[Begin Input for this task]

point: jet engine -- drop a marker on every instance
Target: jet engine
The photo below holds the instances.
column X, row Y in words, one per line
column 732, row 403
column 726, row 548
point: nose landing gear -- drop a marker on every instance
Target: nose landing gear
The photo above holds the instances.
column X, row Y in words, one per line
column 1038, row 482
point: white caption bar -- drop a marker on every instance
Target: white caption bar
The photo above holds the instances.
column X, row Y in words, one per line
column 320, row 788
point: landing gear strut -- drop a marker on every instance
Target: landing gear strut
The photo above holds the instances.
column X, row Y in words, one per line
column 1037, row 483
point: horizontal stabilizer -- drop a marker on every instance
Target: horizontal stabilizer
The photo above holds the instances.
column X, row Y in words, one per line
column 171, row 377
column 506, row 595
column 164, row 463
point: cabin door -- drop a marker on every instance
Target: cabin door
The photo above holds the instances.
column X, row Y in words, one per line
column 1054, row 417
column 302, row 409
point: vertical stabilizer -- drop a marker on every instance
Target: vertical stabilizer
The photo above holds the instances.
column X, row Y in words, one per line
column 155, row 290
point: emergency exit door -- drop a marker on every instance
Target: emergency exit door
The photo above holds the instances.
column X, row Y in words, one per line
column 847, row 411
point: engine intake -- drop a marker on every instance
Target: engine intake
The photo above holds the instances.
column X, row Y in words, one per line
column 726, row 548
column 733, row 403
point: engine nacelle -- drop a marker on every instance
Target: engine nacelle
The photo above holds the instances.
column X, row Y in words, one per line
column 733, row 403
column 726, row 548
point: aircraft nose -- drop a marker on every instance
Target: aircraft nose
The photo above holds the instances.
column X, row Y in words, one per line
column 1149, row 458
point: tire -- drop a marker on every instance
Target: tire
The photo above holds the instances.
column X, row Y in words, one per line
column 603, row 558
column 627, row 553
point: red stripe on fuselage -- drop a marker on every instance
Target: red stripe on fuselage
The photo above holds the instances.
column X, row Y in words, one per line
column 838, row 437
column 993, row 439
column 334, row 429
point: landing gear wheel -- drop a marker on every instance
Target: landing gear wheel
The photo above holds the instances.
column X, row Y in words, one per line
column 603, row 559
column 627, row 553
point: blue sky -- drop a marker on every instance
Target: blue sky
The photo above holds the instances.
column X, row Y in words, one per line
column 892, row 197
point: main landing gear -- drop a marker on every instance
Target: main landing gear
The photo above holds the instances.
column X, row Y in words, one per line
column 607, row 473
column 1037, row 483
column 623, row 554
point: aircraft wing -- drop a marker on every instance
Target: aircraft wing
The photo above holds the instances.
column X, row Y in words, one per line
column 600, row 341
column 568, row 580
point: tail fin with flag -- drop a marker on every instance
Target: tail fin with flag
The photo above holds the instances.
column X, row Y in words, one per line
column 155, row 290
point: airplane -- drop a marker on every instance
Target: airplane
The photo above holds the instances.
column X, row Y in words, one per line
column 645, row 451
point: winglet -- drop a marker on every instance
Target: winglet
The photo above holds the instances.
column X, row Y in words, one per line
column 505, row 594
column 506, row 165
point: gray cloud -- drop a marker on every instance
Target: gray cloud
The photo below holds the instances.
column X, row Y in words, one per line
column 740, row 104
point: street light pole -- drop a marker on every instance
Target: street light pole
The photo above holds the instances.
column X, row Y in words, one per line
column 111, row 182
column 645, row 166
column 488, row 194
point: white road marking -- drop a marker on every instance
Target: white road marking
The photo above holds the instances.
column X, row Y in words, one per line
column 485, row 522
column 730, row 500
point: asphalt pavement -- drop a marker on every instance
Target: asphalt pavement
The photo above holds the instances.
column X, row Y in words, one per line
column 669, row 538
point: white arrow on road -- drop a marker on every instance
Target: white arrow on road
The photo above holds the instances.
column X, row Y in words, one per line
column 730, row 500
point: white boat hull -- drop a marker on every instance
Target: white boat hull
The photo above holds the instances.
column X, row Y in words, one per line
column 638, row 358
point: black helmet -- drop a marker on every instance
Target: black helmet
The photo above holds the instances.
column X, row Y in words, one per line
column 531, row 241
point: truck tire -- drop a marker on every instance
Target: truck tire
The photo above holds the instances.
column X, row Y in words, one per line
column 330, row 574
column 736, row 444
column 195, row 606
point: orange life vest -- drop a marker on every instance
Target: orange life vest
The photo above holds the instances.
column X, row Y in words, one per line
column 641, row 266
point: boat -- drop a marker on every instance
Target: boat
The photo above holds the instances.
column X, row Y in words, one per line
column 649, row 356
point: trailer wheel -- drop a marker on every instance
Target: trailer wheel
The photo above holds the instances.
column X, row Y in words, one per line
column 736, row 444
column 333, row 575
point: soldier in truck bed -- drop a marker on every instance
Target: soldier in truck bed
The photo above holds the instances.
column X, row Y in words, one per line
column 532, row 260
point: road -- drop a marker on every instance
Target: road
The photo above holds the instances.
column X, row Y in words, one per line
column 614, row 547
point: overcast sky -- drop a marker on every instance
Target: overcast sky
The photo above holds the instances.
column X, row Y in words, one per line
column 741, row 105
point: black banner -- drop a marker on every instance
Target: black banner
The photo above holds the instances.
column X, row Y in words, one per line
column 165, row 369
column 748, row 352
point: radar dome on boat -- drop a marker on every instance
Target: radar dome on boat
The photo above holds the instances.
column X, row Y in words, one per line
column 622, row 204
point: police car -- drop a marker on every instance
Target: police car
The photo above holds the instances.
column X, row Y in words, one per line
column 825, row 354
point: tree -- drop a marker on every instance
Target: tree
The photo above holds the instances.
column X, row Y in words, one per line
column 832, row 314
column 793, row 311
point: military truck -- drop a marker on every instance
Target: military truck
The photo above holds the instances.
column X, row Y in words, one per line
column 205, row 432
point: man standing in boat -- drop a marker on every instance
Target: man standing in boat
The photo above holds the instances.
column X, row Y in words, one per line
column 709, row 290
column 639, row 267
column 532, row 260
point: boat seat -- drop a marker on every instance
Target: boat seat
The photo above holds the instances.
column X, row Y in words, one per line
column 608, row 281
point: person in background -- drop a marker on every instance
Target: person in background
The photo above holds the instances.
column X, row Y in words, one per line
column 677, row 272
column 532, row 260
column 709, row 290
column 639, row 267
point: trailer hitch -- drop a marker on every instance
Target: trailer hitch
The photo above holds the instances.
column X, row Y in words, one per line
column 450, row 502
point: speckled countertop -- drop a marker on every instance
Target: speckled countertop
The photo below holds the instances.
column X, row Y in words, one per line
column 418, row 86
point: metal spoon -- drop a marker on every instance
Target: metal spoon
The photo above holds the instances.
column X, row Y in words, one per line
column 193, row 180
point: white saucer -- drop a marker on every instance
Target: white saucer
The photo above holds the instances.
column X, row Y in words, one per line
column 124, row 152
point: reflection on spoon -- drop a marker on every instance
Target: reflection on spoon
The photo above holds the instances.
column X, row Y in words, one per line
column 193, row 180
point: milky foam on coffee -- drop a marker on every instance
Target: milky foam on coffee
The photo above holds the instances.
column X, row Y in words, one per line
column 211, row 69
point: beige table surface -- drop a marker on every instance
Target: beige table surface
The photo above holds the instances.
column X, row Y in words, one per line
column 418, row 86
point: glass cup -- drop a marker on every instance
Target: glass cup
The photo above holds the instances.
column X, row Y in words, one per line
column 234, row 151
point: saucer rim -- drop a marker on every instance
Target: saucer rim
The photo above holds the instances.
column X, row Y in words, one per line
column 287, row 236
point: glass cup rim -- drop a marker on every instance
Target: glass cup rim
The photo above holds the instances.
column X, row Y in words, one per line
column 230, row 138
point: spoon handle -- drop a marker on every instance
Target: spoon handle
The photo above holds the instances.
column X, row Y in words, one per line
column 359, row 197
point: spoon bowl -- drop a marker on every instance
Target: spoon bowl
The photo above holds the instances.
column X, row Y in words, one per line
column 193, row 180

[End Input for this task]

** Exercise requirements **
Render the stretch of the material above from the line containing "point: white caption" through the line containing "column 320, row 788" as a numbered list, one line per item, leaving out any blank lines.

** Completed exercise **
1. point: white caption bar -- drop a marker on every instance
2. Target: white caption bar
3. The photo above holds the instances.
4. column X, row Y in words, one per line
5. column 320, row 788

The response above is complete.